**TASK INSTRUCTIONS**. Return every line of the data that contains the string "door". Case counts.
__________________________________________________
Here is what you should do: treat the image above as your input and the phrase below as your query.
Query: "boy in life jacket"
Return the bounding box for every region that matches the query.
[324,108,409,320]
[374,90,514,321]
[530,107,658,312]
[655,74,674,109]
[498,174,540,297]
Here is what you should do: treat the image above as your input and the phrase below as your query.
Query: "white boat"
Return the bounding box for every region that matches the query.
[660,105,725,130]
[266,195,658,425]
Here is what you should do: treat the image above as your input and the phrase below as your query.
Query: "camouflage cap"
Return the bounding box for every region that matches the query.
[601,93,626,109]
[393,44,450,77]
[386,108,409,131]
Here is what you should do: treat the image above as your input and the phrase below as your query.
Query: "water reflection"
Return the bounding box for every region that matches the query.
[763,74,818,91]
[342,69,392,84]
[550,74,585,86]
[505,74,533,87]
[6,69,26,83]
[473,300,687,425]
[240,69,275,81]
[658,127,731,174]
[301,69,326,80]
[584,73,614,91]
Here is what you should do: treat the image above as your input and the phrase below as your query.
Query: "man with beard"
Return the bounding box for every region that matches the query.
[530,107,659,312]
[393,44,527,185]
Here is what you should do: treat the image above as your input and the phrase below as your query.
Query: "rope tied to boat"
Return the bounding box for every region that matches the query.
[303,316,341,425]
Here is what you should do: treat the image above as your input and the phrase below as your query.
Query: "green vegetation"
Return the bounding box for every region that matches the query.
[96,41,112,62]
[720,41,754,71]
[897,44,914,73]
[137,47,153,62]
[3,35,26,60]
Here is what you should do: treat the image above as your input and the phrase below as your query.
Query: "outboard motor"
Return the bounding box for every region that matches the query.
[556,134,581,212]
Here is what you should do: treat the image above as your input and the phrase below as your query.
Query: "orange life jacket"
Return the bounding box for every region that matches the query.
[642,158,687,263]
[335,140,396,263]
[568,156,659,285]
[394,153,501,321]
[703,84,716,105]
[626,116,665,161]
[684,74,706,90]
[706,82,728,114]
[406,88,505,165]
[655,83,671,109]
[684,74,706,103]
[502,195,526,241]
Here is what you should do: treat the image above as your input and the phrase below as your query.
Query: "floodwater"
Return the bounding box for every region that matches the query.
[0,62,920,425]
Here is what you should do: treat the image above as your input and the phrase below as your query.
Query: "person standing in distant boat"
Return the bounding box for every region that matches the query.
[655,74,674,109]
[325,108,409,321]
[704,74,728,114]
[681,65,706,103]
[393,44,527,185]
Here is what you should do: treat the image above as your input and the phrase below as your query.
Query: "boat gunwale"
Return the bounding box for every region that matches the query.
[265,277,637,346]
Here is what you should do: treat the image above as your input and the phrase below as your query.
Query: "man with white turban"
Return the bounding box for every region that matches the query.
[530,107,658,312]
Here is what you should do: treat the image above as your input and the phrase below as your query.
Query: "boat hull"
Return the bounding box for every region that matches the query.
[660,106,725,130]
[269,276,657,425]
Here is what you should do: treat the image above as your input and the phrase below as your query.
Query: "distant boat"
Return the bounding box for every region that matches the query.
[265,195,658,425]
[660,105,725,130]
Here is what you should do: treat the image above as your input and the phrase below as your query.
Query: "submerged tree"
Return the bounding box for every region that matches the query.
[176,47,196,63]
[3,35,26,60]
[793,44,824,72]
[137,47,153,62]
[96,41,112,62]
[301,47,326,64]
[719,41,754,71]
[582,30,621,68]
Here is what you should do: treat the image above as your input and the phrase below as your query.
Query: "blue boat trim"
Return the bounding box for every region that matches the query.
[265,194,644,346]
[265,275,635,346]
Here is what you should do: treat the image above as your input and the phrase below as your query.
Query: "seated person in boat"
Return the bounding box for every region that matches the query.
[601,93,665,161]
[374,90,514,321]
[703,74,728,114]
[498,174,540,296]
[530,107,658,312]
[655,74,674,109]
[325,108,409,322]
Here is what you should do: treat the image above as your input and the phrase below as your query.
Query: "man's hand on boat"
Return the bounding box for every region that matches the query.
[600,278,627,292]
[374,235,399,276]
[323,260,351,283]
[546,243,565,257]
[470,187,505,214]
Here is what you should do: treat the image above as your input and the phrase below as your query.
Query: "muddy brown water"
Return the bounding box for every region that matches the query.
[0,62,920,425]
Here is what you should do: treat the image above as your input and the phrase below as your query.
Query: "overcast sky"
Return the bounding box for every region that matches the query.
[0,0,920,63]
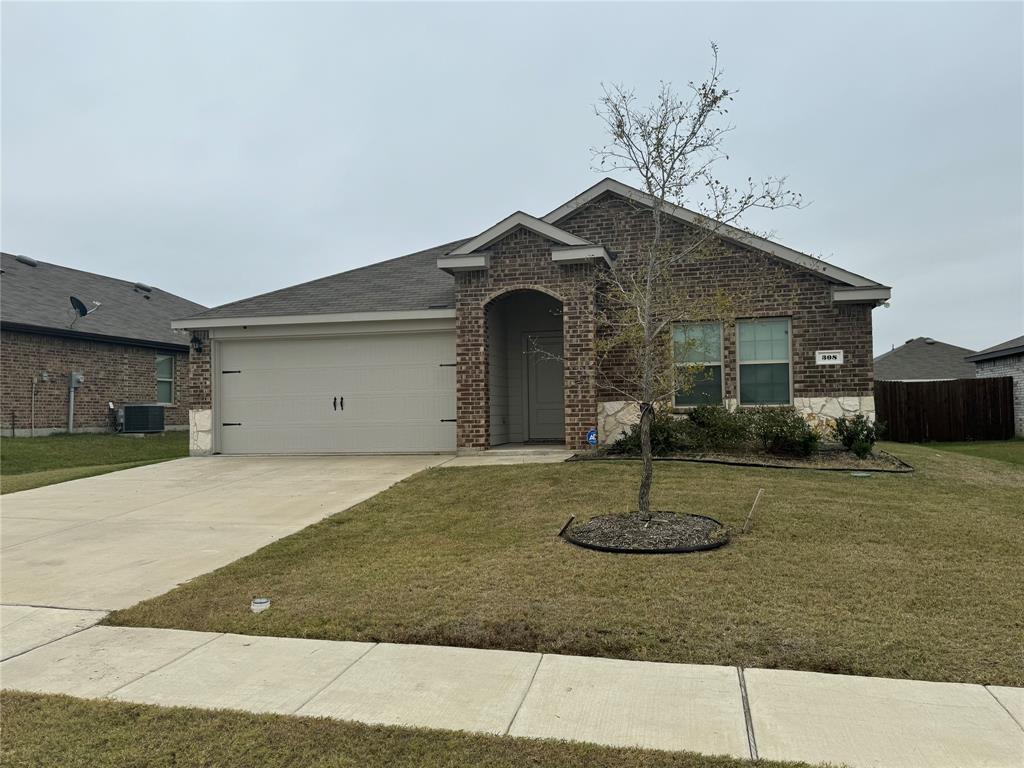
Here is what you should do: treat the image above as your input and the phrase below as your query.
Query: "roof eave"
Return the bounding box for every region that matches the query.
[0,321,188,351]
[964,344,1024,362]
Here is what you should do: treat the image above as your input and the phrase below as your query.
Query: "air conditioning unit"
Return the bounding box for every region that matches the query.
[118,404,164,433]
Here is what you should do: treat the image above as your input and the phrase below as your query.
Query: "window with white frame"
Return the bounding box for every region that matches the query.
[736,317,792,406]
[157,354,174,406]
[672,323,723,408]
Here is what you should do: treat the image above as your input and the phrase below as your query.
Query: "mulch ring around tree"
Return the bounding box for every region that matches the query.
[569,443,913,473]
[560,512,729,555]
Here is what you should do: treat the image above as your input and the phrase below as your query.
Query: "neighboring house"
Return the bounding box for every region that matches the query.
[174,179,890,454]
[968,336,1024,437]
[0,253,205,435]
[874,336,974,381]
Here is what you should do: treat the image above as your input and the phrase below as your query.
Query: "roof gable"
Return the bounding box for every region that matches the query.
[181,240,465,328]
[874,337,975,381]
[543,178,890,294]
[447,211,594,256]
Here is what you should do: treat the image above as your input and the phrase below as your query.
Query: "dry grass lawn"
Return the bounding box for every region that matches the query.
[0,692,799,768]
[108,443,1024,686]
[0,431,188,494]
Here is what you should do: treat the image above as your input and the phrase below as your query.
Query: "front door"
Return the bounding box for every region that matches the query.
[523,333,565,441]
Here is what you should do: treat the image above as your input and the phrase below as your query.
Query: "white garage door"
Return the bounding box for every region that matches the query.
[217,331,455,454]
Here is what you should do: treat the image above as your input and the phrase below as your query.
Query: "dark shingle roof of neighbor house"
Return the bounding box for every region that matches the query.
[874,336,975,381]
[179,240,466,325]
[0,253,206,347]
[968,336,1024,362]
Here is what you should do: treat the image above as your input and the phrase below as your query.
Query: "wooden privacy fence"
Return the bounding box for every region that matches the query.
[874,376,1014,442]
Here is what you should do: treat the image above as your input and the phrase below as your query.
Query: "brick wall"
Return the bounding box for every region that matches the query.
[188,331,213,411]
[974,354,1024,437]
[456,193,872,449]
[0,331,188,435]
[557,193,873,401]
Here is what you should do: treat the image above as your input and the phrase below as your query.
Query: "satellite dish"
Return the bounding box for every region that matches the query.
[68,296,99,326]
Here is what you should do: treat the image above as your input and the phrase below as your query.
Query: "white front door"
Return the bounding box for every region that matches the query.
[215,331,456,454]
[524,333,565,440]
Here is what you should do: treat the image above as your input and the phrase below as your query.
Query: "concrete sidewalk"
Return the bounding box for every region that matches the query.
[0,614,1024,768]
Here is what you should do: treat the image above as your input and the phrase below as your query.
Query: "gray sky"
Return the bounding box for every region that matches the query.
[0,2,1024,352]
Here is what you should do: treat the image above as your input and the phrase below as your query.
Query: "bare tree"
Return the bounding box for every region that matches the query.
[592,43,801,519]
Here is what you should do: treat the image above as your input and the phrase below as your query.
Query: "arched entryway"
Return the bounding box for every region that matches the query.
[485,290,565,445]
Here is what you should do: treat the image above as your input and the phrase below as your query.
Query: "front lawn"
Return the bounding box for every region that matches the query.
[924,437,1024,467]
[0,431,188,494]
[108,444,1024,685]
[0,691,802,768]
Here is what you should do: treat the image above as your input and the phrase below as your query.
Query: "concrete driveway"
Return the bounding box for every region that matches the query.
[0,456,451,618]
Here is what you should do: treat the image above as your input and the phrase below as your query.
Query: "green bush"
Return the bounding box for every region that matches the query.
[608,409,686,456]
[683,406,751,451]
[750,408,819,456]
[833,414,882,459]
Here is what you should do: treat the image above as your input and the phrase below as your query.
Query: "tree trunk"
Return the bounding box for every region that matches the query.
[639,402,654,520]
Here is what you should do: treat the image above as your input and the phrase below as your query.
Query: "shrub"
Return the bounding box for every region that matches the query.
[683,406,751,451]
[608,409,686,456]
[833,414,882,459]
[751,408,819,456]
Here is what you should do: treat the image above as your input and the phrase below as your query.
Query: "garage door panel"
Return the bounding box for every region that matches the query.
[218,332,455,454]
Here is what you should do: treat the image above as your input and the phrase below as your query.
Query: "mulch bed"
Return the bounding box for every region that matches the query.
[569,444,913,473]
[561,512,729,554]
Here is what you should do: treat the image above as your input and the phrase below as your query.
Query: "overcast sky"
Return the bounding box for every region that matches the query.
[0,2,1024,352]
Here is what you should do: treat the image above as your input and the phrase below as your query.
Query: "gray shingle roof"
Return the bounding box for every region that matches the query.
[874,337,975,381]
[968,336,1024,362]
[184,240,466,321]
[0,253,206,346]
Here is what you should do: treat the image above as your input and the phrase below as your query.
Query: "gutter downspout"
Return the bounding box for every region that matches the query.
[68,382,75,434]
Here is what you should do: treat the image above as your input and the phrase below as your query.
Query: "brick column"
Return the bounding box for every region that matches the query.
[456,286,490,451]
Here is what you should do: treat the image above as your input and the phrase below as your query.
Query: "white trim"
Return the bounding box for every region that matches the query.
[449,211,594,256]
[171,308,455,330]
[833,286,893,304]
[551,246,611,266]
[437,253,490,273]
[544,178,879,288]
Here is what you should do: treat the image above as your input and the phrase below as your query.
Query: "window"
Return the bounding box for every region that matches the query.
[157,354,174,406]
[672,323,722,408]
[736,317,790,406]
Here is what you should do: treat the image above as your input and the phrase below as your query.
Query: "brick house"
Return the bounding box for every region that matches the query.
[0,253,205,436]
[174,179,890,454]
[967,336,1024,437]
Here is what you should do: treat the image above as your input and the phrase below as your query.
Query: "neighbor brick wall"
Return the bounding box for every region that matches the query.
[0,331,188,434]
[557,193,873,400]
[456,227,597,449]
[974,354,1024,437]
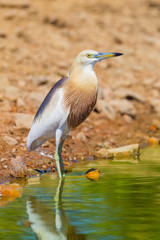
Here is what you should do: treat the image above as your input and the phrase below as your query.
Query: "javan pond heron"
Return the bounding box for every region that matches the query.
[27,50,122,178]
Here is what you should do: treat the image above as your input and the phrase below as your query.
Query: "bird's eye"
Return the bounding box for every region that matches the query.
[87,53,92,58]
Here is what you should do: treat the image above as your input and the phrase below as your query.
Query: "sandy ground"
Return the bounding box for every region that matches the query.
[0,0,160,182]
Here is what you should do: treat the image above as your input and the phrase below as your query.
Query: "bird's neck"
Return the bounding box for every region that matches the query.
[69,63,98,87]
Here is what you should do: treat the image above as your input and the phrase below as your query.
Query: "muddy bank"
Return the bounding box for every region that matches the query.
[0,0,160,182]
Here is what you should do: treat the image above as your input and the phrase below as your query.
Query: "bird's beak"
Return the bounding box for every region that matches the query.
[94,52,123,61]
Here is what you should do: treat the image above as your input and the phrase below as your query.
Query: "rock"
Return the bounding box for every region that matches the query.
[10,156,27,178]
[150,98,160,114]
[85,168,100,181]
[43,16,66,28]
[0,183,22,200]
[94,99,116,120]
[26,75,49,86]
[152,119,160,129]
[0,29,7,38]
[153,81,160,90]
[17,98,26,107]
[14,113,34,129]
[3,136,18,146]
[115,88,145,103]
[0,75,21,101]
[109,99,136,118]
[0,97,12,112]
[123,114,133,123]
[98,143,140,159]
[0,0,29,8]
[145,136,160,145]
[27,92,44,107]
[76,132,87,142]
__________________________________________________
**CORRECT ANSWER**.
Query: "front door"
Query: "white garage door"
Query: "white front door"
Query: "garage door panel"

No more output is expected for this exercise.